● TASK TO CARRY OUT
Among the entries that follow, how many lines contain the string "object"? Answer with that number only.

□ □ □ □

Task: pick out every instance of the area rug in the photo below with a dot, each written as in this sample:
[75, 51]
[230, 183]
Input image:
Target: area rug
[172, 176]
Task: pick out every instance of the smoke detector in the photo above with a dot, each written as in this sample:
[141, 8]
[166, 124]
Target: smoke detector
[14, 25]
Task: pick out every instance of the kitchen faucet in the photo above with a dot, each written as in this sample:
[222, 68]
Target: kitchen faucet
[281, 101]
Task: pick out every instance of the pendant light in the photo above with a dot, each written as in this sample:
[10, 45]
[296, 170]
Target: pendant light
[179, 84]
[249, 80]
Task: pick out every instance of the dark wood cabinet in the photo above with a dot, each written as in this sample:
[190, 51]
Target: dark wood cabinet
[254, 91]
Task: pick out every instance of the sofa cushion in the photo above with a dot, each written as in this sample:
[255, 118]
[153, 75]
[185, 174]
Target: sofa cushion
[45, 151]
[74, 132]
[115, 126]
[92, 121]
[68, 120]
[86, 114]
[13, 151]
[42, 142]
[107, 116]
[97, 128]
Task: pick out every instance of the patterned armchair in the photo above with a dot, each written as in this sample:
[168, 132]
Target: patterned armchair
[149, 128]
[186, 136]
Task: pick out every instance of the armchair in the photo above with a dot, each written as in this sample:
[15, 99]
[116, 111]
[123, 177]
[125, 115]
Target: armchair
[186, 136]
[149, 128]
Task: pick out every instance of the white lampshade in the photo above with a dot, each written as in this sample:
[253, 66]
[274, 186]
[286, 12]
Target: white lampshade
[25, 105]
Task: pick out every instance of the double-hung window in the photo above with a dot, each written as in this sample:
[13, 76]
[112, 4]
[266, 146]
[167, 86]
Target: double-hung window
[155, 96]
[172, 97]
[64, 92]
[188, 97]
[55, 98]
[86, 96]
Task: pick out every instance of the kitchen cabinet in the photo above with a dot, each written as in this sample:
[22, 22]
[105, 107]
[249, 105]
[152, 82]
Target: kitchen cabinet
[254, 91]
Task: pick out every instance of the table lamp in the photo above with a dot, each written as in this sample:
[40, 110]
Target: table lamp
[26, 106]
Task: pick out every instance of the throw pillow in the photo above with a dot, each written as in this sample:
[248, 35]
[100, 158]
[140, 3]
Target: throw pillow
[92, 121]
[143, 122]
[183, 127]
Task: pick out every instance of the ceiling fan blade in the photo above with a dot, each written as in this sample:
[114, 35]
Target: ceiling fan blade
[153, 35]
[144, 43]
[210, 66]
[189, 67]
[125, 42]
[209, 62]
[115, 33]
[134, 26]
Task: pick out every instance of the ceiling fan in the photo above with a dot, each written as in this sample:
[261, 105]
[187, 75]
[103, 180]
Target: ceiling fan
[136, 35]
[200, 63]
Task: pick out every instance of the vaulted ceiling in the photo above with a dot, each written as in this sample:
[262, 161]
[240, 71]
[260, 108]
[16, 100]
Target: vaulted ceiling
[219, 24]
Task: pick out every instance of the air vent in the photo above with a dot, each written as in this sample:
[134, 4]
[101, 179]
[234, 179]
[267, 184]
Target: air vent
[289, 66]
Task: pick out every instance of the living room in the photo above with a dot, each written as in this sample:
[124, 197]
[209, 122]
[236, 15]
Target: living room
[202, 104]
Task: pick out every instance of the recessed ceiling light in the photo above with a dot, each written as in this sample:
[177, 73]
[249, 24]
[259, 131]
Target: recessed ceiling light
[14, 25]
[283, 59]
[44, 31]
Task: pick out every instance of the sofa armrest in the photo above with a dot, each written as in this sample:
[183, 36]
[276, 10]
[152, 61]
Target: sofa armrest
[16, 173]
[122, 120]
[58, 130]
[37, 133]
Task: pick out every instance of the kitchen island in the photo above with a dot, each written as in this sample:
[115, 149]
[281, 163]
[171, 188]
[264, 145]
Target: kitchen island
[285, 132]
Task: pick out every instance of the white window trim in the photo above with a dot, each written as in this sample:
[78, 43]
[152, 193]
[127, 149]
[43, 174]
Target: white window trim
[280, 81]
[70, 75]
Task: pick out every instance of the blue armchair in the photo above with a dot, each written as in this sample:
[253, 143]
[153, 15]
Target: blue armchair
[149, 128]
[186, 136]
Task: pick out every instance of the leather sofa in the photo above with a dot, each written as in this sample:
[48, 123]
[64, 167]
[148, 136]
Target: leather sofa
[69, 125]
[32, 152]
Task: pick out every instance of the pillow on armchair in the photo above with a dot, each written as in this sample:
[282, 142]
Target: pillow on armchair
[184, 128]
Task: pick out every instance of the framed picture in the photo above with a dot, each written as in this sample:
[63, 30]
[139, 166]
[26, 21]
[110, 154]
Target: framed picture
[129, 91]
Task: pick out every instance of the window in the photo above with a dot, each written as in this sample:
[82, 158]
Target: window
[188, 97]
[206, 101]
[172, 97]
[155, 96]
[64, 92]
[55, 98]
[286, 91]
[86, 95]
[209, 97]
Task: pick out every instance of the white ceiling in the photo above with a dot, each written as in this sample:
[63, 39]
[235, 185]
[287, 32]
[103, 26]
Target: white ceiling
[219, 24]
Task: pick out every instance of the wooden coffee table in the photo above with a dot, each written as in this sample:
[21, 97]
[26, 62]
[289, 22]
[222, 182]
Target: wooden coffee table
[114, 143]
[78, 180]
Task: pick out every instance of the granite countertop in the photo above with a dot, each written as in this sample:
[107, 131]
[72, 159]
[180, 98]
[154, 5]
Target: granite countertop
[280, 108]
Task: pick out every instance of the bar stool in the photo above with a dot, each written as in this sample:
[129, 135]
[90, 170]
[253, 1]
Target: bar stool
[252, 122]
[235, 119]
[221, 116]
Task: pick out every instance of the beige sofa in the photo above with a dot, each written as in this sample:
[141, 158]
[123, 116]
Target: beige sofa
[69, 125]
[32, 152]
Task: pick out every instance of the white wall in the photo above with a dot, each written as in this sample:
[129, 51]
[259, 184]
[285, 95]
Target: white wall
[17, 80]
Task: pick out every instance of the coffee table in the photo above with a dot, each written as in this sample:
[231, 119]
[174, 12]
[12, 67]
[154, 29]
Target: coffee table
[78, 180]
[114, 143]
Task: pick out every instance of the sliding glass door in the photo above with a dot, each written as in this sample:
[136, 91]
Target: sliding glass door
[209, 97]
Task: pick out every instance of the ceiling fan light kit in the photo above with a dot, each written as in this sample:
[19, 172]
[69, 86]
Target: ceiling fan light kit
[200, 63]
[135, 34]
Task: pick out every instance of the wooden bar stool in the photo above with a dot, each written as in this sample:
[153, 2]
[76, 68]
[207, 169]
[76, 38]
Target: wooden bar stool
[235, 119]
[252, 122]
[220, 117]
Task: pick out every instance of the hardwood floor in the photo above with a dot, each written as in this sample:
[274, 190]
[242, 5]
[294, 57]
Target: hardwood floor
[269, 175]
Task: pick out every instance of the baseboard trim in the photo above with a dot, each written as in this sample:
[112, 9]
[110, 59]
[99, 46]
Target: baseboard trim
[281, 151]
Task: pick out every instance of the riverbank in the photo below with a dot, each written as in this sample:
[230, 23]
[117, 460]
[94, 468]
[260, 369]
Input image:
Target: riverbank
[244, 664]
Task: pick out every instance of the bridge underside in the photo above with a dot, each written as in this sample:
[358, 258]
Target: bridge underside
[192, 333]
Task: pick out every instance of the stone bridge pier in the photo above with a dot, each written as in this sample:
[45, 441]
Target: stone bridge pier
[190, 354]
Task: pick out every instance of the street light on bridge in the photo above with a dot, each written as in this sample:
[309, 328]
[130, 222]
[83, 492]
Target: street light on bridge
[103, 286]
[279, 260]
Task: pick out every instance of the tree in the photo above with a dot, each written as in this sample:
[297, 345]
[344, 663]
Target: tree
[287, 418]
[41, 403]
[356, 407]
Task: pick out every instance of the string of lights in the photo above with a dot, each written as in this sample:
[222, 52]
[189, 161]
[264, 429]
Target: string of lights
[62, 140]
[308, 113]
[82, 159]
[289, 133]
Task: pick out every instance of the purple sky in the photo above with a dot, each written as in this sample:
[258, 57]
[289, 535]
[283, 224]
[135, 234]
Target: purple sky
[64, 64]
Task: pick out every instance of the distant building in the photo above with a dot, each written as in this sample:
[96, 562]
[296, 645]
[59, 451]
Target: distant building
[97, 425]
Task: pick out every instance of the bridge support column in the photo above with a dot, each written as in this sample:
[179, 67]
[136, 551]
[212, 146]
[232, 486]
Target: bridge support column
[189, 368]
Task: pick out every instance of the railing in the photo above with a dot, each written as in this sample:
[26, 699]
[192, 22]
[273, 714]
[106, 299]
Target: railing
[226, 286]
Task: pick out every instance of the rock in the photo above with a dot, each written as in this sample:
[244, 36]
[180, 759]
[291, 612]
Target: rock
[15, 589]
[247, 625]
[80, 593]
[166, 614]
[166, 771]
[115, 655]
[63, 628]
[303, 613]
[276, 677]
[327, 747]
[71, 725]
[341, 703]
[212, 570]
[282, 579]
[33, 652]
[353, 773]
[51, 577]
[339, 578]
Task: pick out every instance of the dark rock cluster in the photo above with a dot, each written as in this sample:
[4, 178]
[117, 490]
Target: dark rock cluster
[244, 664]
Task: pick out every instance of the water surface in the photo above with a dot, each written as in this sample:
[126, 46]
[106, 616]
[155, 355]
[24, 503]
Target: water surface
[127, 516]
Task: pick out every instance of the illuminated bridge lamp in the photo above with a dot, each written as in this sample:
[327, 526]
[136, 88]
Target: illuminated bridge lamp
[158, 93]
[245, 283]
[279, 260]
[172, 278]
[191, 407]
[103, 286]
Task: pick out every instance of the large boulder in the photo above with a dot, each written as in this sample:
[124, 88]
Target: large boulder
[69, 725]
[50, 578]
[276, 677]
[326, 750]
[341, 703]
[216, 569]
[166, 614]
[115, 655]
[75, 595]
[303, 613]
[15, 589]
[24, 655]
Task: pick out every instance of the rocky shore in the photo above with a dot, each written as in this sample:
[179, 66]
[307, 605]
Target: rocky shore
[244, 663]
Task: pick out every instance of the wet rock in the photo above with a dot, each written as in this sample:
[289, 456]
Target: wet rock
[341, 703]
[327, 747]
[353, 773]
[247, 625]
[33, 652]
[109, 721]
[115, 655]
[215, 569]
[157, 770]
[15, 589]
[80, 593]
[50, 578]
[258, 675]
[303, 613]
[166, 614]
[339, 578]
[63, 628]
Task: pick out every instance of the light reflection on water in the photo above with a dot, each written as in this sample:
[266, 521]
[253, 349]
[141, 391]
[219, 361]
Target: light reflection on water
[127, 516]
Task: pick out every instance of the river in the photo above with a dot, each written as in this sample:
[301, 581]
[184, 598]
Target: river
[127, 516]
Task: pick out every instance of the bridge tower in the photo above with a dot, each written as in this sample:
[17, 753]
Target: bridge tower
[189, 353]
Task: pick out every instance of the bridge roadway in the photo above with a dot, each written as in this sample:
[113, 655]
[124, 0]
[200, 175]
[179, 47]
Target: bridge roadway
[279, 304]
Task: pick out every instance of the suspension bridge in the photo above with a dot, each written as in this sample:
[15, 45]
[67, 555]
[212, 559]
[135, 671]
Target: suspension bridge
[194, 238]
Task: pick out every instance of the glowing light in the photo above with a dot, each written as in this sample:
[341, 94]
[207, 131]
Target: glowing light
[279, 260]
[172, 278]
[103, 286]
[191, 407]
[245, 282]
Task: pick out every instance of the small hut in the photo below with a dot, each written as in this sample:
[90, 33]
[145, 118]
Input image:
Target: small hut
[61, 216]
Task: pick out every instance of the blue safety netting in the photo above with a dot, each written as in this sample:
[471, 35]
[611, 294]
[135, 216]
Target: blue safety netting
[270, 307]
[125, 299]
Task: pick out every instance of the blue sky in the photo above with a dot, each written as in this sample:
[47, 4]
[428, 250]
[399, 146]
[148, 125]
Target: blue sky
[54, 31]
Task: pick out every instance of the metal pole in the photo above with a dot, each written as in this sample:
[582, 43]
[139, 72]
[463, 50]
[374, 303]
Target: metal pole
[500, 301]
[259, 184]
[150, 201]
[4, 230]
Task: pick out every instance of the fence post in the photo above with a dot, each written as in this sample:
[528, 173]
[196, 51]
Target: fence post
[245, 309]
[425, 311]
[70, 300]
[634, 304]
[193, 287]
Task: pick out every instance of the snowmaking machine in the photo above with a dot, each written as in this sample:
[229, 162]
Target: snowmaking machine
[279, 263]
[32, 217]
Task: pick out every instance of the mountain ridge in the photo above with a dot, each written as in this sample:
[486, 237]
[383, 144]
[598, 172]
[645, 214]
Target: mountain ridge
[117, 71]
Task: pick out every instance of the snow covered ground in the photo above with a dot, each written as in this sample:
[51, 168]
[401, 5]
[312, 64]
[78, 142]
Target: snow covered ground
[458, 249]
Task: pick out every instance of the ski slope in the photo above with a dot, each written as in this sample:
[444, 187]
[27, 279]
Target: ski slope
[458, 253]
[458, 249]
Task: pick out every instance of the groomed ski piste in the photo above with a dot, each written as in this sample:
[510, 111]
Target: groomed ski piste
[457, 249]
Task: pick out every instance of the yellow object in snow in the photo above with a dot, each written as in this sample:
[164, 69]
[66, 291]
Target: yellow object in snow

□ □ □ □

● RESPONSE BOX
2